### Task description
Every line containing the word "window" must be pulled from the records.

### Data provided
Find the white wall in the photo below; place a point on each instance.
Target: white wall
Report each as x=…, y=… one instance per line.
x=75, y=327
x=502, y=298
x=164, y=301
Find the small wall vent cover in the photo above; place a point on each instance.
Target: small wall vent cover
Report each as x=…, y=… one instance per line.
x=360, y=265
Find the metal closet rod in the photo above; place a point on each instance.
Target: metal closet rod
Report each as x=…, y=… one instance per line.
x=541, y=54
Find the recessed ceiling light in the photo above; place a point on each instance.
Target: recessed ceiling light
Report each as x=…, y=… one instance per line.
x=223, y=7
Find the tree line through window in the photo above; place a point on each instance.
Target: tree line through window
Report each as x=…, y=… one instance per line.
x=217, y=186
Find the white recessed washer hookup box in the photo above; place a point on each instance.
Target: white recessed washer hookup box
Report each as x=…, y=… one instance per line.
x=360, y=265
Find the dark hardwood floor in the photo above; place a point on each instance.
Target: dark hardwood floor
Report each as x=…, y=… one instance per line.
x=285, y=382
==
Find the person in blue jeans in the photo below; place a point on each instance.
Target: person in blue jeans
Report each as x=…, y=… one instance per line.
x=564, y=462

### Answer for the task
Find the tree line through window in the photo above; place a point on each instance.
Target: tree line through window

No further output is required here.